BEGIN

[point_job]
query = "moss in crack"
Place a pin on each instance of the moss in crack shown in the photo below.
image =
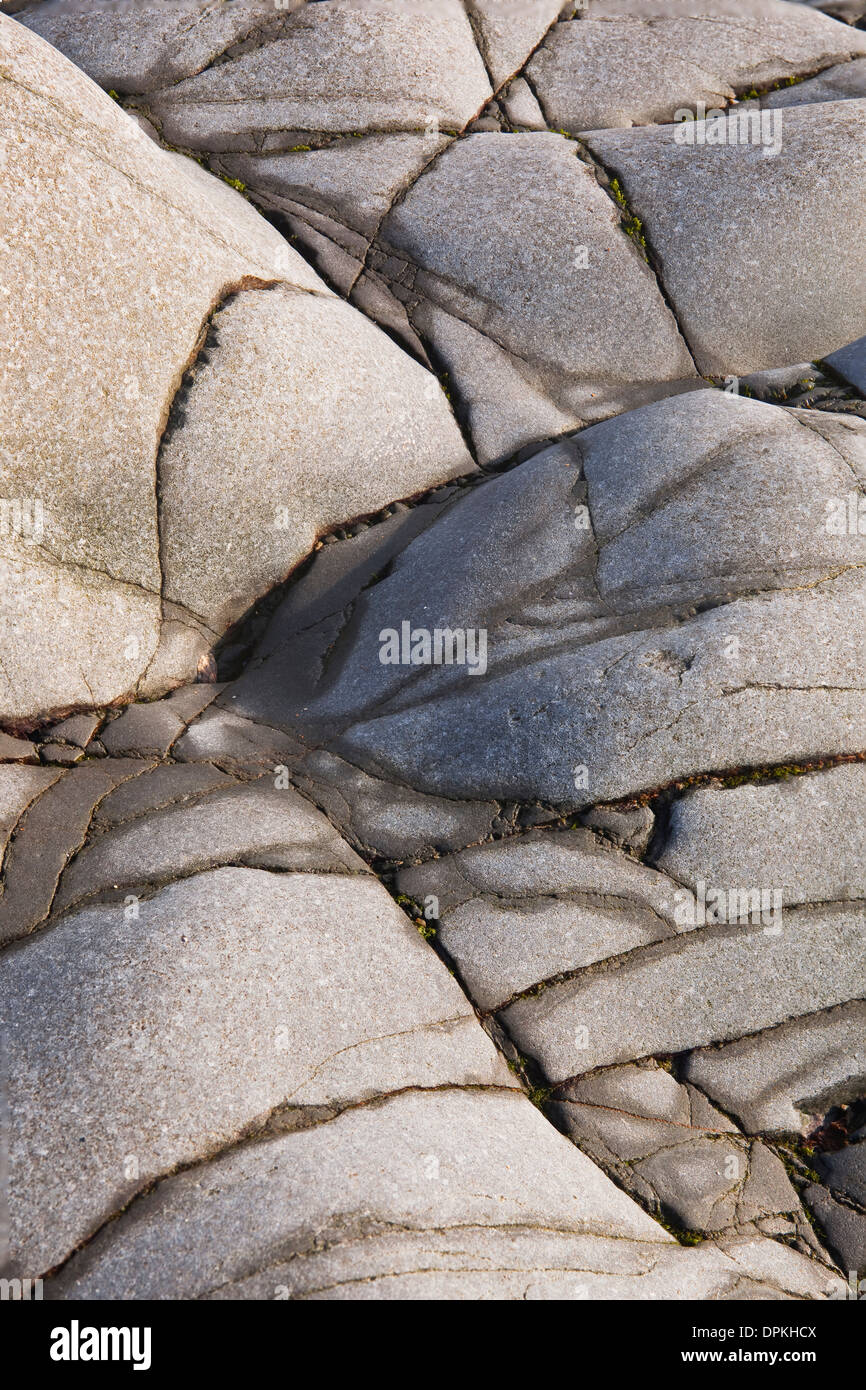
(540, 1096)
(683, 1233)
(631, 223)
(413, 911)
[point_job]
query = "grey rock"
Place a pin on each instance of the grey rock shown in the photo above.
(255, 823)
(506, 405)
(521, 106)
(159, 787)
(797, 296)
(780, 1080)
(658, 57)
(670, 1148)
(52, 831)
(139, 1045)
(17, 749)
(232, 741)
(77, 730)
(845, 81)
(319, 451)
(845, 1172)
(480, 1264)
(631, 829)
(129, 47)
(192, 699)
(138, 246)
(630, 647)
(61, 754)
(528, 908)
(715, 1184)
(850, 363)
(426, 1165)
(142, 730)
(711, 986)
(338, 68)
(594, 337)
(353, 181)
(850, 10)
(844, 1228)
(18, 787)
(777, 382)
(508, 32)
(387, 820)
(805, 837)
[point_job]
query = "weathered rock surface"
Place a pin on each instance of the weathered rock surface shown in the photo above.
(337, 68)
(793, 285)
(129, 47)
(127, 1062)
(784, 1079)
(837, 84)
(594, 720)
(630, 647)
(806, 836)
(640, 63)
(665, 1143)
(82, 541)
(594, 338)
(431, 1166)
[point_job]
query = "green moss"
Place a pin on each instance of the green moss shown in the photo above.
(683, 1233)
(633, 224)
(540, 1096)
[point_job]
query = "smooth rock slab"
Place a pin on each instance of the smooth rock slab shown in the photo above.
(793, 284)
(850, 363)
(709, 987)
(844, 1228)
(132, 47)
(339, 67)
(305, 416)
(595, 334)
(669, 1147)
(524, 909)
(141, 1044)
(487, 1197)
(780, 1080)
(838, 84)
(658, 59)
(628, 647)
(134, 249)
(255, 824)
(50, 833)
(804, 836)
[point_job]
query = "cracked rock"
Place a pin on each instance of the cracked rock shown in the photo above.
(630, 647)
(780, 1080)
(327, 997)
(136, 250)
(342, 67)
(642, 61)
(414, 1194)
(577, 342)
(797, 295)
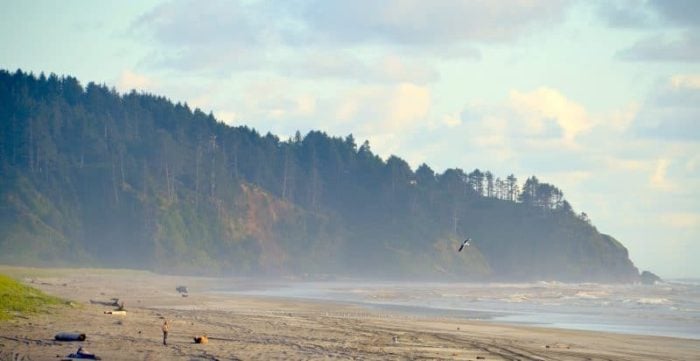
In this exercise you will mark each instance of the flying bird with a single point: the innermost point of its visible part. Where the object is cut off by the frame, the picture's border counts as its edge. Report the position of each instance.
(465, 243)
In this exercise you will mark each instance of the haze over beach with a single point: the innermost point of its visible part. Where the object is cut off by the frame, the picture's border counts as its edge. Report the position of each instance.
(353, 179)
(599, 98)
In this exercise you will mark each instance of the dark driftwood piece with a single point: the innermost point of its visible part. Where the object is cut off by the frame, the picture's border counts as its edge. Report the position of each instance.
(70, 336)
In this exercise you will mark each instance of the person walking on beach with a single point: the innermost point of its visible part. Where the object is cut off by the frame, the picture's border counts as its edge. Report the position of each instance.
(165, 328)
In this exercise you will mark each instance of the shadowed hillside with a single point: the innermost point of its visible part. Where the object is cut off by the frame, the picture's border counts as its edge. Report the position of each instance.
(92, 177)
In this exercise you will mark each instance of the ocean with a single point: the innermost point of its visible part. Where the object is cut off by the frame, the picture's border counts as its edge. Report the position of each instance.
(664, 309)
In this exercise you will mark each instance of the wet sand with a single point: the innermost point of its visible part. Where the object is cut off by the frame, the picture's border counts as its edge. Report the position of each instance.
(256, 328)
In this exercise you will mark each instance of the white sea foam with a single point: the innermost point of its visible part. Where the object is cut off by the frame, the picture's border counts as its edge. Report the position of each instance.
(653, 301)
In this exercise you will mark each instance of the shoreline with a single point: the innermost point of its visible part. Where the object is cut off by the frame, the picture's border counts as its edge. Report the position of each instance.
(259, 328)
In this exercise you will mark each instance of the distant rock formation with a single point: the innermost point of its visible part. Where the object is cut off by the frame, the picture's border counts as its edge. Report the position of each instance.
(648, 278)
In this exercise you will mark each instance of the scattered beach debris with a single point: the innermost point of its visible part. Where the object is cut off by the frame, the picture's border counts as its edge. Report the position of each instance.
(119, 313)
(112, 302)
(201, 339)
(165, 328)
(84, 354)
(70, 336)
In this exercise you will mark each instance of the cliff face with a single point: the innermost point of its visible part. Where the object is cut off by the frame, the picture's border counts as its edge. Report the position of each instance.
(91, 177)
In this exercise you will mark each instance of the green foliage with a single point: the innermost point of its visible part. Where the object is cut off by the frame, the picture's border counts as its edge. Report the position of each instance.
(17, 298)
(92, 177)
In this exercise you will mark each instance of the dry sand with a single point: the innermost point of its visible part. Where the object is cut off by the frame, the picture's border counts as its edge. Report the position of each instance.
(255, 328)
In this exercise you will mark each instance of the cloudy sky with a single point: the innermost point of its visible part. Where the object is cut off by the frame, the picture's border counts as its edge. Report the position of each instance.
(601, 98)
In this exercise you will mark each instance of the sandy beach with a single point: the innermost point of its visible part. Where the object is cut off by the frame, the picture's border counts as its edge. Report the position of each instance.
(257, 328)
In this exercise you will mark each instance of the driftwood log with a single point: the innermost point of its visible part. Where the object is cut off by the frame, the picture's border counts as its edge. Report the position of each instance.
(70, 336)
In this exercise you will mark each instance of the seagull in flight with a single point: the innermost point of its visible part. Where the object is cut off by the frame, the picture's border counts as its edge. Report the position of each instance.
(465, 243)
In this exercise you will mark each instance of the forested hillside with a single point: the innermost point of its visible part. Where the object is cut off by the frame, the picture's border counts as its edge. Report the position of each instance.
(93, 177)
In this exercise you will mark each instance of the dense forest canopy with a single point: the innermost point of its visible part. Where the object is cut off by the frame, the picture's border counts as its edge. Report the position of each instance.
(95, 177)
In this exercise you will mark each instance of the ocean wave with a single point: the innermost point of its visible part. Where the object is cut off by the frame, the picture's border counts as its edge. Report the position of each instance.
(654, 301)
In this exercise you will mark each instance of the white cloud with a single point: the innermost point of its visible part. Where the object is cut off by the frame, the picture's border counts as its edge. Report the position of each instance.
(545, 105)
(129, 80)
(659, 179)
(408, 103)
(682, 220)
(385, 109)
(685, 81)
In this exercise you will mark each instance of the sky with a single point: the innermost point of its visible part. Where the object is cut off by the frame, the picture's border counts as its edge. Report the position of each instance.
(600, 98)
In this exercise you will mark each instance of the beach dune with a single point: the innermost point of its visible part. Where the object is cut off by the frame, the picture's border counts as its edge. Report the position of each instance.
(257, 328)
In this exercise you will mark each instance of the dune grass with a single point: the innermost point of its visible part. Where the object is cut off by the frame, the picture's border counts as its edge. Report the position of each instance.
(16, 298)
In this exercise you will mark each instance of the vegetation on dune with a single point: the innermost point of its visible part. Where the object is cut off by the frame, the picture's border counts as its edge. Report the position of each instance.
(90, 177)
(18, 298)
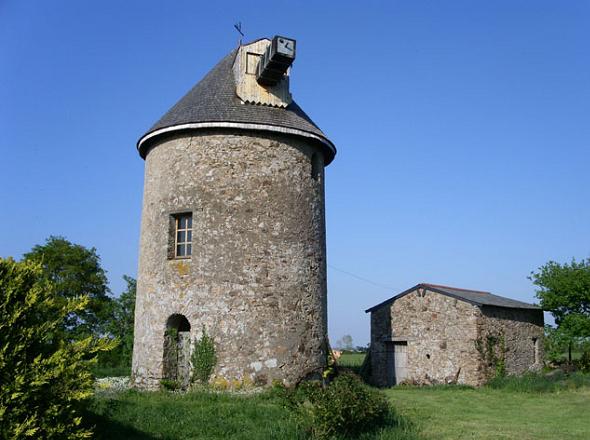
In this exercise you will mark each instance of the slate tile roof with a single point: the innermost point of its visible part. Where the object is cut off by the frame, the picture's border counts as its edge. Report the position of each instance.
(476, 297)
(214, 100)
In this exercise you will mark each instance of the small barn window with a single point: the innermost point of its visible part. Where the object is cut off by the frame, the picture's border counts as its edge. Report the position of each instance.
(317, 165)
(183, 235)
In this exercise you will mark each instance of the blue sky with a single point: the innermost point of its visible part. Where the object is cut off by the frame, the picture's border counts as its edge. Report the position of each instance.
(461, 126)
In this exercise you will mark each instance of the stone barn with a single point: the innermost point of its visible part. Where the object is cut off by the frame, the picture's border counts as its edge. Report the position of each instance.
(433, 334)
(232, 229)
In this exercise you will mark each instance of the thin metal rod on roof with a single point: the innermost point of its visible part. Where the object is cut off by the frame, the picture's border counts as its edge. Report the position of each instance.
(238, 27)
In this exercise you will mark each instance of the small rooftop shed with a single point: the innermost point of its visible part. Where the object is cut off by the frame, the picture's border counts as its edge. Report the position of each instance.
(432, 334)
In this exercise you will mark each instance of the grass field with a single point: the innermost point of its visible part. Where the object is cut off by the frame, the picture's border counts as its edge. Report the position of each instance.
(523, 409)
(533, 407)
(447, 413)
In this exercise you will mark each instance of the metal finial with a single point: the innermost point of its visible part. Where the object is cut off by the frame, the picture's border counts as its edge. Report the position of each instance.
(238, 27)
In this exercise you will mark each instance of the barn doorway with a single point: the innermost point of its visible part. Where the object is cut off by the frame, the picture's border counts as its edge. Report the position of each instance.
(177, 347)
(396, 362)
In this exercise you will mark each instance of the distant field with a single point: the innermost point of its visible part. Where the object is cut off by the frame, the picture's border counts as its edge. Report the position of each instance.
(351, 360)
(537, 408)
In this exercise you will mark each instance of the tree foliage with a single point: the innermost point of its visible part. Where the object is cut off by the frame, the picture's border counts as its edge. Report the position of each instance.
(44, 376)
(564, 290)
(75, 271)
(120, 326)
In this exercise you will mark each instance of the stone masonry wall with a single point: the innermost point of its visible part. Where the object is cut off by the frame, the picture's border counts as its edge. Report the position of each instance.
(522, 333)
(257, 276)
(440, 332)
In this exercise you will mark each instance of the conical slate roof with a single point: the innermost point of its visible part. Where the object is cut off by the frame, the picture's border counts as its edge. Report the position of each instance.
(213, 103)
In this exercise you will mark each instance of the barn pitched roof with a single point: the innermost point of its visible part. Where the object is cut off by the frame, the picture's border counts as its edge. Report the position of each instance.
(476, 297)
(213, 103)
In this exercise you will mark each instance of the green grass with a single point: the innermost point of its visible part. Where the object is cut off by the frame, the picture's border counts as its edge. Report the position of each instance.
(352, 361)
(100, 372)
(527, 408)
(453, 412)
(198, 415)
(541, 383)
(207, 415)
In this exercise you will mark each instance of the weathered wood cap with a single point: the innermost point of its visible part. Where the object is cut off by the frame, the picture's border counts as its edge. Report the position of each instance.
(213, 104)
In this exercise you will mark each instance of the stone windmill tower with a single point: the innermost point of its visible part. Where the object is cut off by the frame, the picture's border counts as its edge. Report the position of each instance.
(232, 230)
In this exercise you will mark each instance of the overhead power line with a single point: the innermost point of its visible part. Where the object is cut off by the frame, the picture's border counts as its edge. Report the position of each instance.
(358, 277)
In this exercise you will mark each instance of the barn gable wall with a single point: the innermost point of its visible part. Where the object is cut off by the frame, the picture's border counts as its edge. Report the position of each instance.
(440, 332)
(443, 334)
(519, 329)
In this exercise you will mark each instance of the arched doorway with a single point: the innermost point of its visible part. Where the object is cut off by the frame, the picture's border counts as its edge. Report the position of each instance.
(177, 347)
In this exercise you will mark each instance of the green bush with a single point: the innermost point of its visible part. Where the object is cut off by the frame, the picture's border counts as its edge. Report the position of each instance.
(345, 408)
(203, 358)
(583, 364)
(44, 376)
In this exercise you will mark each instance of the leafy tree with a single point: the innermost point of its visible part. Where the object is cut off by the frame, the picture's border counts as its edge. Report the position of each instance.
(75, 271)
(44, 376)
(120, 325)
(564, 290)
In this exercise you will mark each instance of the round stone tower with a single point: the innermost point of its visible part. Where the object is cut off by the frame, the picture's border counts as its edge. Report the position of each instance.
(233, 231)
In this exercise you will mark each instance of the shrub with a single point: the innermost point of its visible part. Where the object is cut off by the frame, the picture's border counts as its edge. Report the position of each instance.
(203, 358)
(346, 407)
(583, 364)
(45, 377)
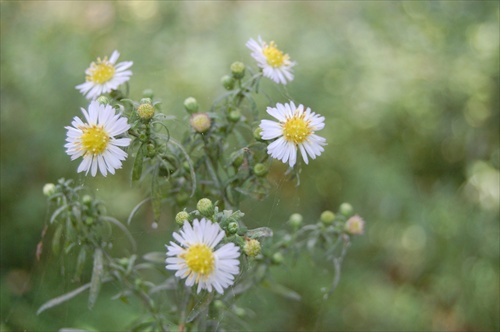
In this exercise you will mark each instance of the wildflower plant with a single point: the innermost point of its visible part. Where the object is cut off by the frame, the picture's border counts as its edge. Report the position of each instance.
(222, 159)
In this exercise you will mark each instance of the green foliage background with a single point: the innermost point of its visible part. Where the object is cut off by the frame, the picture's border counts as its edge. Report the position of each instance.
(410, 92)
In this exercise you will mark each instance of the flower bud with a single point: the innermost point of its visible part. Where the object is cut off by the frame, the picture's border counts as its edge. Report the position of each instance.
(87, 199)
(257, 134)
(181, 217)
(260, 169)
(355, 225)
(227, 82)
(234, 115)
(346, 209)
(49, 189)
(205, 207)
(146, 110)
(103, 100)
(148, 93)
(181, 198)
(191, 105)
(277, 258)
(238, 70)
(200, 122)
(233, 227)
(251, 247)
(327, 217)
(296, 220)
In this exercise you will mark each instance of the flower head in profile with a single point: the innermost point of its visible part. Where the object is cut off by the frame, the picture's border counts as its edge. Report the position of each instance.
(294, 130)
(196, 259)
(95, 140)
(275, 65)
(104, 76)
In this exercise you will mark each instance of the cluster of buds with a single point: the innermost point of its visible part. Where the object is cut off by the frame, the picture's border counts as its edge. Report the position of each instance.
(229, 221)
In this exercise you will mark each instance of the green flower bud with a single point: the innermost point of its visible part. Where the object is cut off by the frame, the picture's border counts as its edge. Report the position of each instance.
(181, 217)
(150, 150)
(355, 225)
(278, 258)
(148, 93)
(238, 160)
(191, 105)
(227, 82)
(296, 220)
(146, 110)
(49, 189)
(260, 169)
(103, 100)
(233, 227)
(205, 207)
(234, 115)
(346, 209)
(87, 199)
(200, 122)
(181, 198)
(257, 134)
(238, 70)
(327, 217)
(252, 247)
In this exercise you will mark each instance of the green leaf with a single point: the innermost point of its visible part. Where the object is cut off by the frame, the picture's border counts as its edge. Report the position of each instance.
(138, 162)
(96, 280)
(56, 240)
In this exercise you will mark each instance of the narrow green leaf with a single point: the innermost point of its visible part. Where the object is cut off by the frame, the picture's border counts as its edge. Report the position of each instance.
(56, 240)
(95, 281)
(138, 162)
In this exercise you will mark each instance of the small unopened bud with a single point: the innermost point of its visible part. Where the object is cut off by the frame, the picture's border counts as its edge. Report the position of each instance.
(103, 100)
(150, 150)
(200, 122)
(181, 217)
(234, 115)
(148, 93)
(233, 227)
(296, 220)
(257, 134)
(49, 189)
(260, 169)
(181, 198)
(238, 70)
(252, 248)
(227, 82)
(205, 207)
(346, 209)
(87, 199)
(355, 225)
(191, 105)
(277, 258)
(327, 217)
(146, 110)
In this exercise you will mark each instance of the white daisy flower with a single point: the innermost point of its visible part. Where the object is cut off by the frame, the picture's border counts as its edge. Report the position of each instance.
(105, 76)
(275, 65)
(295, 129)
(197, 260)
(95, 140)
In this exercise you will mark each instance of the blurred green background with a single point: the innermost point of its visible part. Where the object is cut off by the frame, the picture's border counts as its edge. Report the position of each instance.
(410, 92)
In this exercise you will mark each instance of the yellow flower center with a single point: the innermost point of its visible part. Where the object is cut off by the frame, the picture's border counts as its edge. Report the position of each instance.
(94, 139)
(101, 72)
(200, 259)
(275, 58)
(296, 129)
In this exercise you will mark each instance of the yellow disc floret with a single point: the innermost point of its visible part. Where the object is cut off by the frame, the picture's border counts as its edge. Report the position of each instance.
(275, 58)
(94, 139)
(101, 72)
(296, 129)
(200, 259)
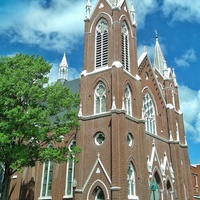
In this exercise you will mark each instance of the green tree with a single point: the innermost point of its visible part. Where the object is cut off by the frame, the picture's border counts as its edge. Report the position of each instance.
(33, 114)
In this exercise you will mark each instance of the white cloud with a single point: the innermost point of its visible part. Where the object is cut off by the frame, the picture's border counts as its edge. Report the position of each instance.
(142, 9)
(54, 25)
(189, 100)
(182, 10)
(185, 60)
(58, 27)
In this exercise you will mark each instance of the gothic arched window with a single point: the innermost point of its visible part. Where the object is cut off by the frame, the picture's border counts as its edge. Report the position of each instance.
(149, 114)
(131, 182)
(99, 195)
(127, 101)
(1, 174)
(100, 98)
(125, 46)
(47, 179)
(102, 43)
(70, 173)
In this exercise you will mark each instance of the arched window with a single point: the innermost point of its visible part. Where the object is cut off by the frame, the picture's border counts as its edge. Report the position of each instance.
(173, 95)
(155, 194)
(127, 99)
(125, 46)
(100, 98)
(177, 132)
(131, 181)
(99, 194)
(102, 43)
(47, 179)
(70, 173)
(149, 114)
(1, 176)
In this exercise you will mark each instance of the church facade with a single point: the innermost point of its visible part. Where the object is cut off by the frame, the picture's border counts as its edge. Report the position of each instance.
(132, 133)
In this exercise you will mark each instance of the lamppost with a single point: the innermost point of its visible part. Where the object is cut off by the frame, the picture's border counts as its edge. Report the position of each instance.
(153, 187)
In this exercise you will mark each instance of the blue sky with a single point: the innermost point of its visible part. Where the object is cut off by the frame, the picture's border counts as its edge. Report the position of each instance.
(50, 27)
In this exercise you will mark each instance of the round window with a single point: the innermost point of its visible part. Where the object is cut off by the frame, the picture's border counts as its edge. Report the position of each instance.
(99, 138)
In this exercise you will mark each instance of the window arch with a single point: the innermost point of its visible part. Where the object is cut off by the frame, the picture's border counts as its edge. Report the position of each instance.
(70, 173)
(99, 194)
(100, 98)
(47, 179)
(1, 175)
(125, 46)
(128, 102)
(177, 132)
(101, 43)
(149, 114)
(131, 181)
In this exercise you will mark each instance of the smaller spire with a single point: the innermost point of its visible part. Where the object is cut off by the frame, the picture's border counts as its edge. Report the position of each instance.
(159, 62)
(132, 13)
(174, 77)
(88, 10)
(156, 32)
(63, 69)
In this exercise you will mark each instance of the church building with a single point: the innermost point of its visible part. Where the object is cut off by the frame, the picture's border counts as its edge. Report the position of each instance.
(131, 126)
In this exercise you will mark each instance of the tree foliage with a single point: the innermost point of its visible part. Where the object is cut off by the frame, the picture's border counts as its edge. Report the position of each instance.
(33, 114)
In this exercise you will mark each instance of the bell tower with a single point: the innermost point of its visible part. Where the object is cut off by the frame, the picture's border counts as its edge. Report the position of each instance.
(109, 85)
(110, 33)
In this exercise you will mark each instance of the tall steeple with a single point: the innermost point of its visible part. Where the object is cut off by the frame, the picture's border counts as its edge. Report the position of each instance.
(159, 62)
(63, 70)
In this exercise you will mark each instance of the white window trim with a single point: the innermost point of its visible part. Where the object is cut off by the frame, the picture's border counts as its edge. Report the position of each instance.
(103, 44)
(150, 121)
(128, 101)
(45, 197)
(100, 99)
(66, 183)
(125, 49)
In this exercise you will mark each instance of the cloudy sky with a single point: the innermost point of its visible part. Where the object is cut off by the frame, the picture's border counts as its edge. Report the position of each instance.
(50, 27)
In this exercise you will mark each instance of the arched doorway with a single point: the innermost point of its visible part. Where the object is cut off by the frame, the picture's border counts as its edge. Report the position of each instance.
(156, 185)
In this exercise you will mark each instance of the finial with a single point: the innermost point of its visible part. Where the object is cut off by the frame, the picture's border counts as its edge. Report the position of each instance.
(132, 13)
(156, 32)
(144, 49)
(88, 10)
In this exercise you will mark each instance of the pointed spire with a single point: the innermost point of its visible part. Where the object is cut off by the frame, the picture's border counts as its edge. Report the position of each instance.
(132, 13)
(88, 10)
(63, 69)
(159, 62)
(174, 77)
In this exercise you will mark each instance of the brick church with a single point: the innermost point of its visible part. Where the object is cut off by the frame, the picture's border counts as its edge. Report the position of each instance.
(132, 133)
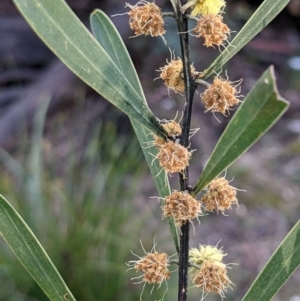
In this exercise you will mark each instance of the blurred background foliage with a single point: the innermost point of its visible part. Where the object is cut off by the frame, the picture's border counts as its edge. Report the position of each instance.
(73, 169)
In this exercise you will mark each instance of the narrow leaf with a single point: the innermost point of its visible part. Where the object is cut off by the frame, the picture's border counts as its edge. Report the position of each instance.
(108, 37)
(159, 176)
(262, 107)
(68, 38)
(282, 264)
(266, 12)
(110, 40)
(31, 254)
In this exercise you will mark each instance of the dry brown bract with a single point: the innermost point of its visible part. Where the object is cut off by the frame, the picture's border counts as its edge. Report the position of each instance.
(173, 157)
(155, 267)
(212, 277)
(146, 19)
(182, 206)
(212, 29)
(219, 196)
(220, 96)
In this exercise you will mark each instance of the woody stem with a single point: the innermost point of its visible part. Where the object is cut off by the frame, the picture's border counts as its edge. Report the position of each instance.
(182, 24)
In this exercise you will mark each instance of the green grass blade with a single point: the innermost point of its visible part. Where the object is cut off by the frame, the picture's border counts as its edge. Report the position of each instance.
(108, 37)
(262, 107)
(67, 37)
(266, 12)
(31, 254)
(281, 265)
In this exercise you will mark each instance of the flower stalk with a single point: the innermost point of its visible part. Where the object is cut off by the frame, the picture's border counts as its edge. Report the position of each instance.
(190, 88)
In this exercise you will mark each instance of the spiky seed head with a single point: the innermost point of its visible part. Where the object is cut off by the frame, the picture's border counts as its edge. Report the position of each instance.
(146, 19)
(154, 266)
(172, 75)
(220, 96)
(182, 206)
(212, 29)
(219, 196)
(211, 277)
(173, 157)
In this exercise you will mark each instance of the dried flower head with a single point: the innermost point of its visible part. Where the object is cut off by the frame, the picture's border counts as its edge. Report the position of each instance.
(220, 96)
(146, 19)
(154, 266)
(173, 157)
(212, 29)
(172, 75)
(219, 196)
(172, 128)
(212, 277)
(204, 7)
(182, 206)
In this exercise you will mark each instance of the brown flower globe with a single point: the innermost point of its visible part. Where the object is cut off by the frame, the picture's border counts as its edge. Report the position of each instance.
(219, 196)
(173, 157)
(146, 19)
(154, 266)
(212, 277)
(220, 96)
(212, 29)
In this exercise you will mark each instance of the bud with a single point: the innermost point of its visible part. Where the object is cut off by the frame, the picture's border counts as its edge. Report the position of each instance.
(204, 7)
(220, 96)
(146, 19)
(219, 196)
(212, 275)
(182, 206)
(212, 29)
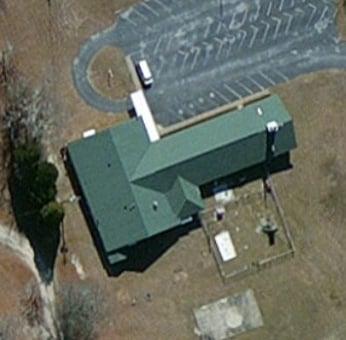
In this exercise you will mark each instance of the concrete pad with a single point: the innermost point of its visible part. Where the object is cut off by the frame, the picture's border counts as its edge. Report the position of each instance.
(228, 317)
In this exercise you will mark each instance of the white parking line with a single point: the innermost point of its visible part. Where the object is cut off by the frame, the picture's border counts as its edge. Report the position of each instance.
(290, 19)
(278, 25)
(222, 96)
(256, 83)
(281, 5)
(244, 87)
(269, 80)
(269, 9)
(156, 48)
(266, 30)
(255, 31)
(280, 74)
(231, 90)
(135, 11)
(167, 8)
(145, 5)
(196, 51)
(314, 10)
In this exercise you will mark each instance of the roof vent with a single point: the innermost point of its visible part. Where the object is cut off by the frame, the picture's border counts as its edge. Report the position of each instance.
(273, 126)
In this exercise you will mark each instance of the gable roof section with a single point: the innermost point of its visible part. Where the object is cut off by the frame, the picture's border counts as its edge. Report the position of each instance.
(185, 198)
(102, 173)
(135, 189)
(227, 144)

END

PROMPT: Copy out, from the records above, every line that holds the string "query".

RESPONSE TO THE EXERCISE:
query = "moss in crack"
query = "grey rock"
query = "weathered rock surface"
query = "green moss"
query = "smooth rock slab"
query = "cracked rock"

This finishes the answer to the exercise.